Location identification entries
===============

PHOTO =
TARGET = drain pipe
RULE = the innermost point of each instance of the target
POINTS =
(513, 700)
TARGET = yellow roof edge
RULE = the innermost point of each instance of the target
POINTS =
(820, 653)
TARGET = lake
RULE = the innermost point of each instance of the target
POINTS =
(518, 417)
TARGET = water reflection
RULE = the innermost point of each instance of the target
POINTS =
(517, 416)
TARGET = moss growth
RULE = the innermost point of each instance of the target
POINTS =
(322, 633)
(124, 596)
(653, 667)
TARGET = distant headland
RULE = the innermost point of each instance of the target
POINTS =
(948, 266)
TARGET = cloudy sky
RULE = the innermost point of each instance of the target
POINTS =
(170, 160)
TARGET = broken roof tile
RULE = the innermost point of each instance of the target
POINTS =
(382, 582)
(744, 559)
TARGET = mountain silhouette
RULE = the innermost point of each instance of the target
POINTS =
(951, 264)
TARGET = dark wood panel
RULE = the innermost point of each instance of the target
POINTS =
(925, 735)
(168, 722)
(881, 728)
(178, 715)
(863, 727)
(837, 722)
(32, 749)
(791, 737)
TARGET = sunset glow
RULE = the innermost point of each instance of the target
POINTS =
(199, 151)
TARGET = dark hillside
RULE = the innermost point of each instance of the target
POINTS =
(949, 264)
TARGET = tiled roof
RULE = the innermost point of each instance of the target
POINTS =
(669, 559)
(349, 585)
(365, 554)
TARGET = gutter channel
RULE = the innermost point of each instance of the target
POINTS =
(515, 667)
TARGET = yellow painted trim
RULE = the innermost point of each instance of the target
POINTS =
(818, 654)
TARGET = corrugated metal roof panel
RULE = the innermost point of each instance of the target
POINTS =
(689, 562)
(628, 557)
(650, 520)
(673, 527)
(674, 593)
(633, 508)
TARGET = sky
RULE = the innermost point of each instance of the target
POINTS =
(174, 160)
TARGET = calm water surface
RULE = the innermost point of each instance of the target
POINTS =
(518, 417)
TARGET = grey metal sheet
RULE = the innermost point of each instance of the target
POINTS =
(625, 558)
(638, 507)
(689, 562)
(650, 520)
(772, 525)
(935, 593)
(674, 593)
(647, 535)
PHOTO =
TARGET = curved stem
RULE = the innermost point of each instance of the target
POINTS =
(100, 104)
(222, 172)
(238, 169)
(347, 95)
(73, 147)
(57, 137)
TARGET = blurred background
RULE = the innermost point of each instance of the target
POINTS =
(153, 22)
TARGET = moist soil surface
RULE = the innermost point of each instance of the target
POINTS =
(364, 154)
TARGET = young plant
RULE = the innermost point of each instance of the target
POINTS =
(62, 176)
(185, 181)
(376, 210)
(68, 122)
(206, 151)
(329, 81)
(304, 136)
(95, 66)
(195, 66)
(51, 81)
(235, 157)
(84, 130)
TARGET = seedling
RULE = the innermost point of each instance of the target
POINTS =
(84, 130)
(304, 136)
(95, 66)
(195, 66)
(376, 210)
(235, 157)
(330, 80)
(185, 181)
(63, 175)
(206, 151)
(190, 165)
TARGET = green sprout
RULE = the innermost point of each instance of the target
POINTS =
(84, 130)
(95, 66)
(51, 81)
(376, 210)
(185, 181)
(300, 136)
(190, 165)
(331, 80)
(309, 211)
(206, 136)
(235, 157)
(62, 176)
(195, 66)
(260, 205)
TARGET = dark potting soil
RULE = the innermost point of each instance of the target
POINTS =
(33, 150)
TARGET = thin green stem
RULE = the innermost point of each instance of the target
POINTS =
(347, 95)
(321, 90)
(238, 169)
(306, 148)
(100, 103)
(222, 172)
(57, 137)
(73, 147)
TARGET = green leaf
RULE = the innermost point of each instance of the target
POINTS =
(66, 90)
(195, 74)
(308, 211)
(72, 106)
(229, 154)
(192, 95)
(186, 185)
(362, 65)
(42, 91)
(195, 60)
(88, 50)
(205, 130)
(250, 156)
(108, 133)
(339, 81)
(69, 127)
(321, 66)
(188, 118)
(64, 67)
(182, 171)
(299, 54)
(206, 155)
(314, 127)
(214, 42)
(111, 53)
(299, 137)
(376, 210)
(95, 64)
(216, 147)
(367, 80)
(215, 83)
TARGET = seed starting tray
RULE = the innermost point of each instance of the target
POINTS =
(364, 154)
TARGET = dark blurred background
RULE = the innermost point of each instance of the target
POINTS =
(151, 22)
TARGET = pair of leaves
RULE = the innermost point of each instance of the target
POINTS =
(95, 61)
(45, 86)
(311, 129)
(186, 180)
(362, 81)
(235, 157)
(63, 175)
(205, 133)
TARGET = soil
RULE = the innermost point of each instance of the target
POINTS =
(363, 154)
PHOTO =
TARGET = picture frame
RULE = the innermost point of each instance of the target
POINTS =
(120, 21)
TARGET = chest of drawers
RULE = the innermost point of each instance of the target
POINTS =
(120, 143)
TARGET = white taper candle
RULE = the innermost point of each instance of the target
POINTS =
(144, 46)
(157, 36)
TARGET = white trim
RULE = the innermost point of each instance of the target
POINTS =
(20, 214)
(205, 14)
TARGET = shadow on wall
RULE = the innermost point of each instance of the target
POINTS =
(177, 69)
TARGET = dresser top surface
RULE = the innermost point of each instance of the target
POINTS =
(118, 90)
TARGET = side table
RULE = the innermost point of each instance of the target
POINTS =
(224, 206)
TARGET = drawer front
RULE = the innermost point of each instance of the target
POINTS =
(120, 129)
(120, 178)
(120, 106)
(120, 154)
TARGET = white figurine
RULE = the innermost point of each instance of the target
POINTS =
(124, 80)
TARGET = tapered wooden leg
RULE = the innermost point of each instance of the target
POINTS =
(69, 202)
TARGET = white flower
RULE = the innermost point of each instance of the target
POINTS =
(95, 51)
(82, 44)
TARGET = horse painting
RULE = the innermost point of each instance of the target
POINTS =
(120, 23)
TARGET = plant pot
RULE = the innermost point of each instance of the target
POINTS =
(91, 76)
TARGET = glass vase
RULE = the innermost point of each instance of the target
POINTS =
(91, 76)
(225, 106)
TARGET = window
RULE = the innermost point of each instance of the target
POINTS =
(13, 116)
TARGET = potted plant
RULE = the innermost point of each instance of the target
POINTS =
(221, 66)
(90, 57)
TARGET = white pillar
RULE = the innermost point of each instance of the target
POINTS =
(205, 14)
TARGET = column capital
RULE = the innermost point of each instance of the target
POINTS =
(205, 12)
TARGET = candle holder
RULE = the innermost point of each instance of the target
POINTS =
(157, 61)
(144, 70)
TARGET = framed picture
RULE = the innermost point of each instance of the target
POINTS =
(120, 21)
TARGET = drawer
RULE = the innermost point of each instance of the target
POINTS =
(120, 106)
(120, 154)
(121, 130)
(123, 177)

===============

▶ _REQUIREMENTS_:
Please print the lines from the one containing "TARGET = white taper candle" through the end of the rows, both ends included, without any changes.

▶ _FULL OUTPUT_:
TARGET = white taper candle
RULE = the innermost point of each instance of the target
POINTS =
(144, 46)
(157, 36)
TARGET = white trim
RULE = the innermost point of each instance of the target
POINTS =
(20, 214)
(205, 14)
TARGET = shadow on wall
RULE = the innermost point of each instance of the target
POINTS =
(177, 69)
TARGET = dresser top surface
RULE = the innermost point of each instance of the target
POINTS =
(118, 90)
TARGET = side table
RULE = the innermost point of each instance of the target
POINTS =
(224, 206)
TARGET = drawer front
RULE = the innermost point of each instance of the target
POINTS =
(120, 129)
(120, 178)
(120, 106)
(120, 154)
TARGET = white figurine
RULE = the innermost point of each instance of the target
POINTS =
(124, 80)
TARGET = tapered wooden leg
RULE = the innermost point of each instance of the target
POINTS =
(69, 202)
TARGET = white flower
RULE = the innermost point of each instance of the target
POINTS =
(95, 51)
(82, 44)
TARGET = horse painting
RULE = the innermost point of each instance of the target
POINTS =
(120, 23)
TARGET = plant pot
RULE = the innermost point of each instance of the target
POINTS =
(91, 76)
TARGET = glass vase
RULE = the innermost point of each instance of the target
POINTS =
(91, 76)
(225, 106)
TARGET = window
RULE = the innermost point of each instance of the target
POINTS =
(13, 116)
TARGET = potted plant
RULE = the innermost point of each instance of the target
POINTS =
(221, 66)
(90, 57)
TARGET = white pillar
RULE = the innermost point of each instance of the target
POINTS =
(205, 14)
TARGET = column capital
RULE = the innermost point of each instance of the target
POINTS =
(205, 12)
TARGET = candle holder
RULE = the innermost point of each instance of the target
POINTS =
(157, 61)
(144, 70)
TARGET = framed picture
RULE = the innermost point of each instance of the target
POINTS =
(120, 21)
TARGET = drawer
RULE = the innermost point of each instance of the target
POINTS =
(120, 106)
(120, 154)
(121, 130)
(123, 177)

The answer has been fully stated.